Kubernetes Scheduler原理解析

原创 2017年01月13日 16:32:30

本文是对Kubernetes Scheduler的算法解读和原理解析,重点介绍了预选(Predicates)和优选(Priorities)步骤的原理,并介绍了默认配置的Default Policies。接下来,我会分析Kubernetes Scheduler的源码,窥探其具体的实现细节以及如何开发一个Policy,见我下片博文吧。

Scheduler及其算法介绍

Kubernetes Scheduler是Kubernetes Master的一个组件,通常与API Server和Controller Manager组件部署在一个节点,共同组成Master的三剑客。

一句话概括Scheduler的功能:将PodSpec.NodeName为空的Pods逐个地,经过预选(Predicates)和优选(Priorities)两个步骤,挑选最合适的Node作为该Pod的Destination。

展开这两个步骤,就是Scheduler的算法描述:

  • 预选:根据配置的Predicates Policies(默认为DefaultProvider中定义的default predicates policies集合)过滤掉那些不满足这些Policies的的Nodes,剩下的Nodes就作为优选的输入。
  • 优选:根据配置的Priorities Policies(默认为DefaultProvider中定义的default priorities policies集合)给预选后的Nodes进行打分排名,得分最高的Node即作为最适合的Node,该Pod就Bind到这个Node。

    如果经过优选将Nodes打分排名后,有多个Nodes并列得分最高,那么scheduler将随机从中选择一个Node作为目标Node。

因此整个schedule过程,算法本身的逻辑是非常简单的,关键在这些Policies的逻辑,下面我们就来看看Kubernetes的Predicates and Priorities Policies。

Predicates and Priorities Policies

Predicates Policies

Predicates Policies就是提供给Scheduler用来过滤出满足所定义条件的Nodes,并发的(最多16个goroutine)对每个Node启动所有Predicates Policies的遍历Filter,看其是否都满足配置的Predicates Policies,若有一个Policy不满足,则直接被淘汰。
+++
任务说明: 能把上面这篇讲Kubernetes Scheduler原理的文章从头到尾原样照录一遍吗?

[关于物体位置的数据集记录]
+++
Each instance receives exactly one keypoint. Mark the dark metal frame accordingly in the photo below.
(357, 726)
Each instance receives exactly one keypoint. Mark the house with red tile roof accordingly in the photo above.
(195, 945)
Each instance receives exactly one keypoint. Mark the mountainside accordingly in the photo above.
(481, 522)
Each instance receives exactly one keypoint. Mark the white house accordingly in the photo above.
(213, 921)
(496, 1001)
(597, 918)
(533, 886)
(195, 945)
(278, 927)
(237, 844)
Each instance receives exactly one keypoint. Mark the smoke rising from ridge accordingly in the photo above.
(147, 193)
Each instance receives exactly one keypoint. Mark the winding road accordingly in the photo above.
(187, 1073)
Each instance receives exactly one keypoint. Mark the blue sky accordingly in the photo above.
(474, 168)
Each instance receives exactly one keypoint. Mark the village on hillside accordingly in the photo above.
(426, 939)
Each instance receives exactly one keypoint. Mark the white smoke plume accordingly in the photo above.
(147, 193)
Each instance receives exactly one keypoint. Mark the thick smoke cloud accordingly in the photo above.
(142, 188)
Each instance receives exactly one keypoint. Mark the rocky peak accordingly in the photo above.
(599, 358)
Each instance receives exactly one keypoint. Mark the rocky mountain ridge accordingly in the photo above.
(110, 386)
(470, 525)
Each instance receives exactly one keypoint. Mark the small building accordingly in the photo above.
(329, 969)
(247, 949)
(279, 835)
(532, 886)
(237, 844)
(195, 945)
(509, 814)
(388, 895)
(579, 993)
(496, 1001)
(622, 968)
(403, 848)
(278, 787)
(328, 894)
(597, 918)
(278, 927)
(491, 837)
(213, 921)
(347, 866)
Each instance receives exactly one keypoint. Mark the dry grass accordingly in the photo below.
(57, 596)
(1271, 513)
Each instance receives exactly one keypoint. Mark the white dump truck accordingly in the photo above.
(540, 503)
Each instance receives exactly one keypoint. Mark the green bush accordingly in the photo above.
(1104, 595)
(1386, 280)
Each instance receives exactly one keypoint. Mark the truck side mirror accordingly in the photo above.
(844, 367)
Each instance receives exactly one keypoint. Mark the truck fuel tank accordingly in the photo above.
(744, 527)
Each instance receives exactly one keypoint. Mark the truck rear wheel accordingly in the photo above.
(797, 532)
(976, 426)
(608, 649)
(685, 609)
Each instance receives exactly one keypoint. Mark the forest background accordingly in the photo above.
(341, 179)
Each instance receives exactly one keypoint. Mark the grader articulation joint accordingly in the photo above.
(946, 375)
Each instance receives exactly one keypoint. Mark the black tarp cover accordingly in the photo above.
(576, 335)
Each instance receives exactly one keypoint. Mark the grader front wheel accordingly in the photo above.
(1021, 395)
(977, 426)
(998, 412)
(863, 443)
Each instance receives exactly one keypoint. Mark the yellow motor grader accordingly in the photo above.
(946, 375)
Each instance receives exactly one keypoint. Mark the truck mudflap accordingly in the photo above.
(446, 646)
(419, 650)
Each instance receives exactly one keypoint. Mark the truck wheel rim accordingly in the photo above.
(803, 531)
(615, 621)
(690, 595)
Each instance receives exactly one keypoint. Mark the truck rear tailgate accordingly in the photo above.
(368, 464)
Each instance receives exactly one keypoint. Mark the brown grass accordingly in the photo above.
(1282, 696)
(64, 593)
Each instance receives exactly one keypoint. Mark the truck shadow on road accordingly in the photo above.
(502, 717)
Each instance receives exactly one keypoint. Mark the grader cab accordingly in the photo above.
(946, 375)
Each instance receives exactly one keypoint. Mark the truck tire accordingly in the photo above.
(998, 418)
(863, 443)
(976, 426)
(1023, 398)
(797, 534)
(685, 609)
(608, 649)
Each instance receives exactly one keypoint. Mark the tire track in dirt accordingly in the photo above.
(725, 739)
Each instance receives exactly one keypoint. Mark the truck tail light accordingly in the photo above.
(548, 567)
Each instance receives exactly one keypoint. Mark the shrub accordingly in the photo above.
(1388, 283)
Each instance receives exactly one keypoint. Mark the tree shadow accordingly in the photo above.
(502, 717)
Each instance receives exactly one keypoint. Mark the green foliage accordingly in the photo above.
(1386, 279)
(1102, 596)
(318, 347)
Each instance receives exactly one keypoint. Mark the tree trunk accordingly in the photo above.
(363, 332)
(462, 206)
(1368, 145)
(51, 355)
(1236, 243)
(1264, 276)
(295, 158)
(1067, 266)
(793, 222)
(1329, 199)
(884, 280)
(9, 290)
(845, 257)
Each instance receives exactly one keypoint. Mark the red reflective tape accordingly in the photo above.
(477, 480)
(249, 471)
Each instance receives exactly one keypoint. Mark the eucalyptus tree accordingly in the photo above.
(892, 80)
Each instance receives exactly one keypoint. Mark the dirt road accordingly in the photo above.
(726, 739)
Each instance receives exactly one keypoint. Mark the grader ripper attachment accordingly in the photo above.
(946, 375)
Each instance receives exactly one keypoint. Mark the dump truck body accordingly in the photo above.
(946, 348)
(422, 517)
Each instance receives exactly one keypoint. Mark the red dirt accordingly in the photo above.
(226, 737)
+++
本题解答:
Kubernetes Scheduler原理解析

原创 2017年01月13日 16:32:30

本文是对Kubernetes Scheduler的算法解读和原理解析,重点介绍了预选(Predicates)和优选(Priorities)步骤的原理,并介绍了默认配置的Default Policies。接下来,我会分析Kubernetes Scheduler的源码,窥探其具体的实现细节以及如何开发一个Policy,见我下片博文吧。

Scheduler及其算法介绍

Kubernetes Scheduler是Kubernetes Master的一个组件,通常与API Server和Controller Manager组件部署在一个节点,共同组成Master的三剑客。

一句话概括Scheduler的功能:将PodSpec.NodeName为空的Pods逐个地,经过预选(Predicates)和优选(Priorities)两个步骤,挑选最合适的Node作为该Pod的Destination。

展开这两个步骤,就是Scheduler的算法描述:

  • 预选:根据配置的Predicates Policies(默认为DefaultProvider中定义的default predicates policies集合)过滤掉那些不满足这些Policies的的Nodes,剩下的Nodes就作为优选的输入。
  • 优选:根据配置的Priorities Policies(默认为DefaultProvider中定义的default priorities policies集合)给预选后的Nodes进行打分排名,得分最高的Node即作为最适合的Node,该Pod就Bind到这个Node。

    如果经过优选将Nodes打分排名后,有多个Nodes并列得分最高,那么scheduler将随机从中选择一个Node作为目标Node。

因此整个schedule过程,算法本身的逻辑是非常简单的,关键在这些Policies的逻辑,下面我们就来看看Kubernetes的Predicates and Priorities Policies。

Predicates and Priorities Policies

Predicates Policies

Predicates Policies就是提供给Scheduler用来过滤出满足所定义条件的Nodes,并发的(最多16个goroutine)对每个Node启动所有Predicates Policies的遍历Filter,看其是否都满足配置的Predicates Policies,若有一个Policy不满足,则直接被淘汰。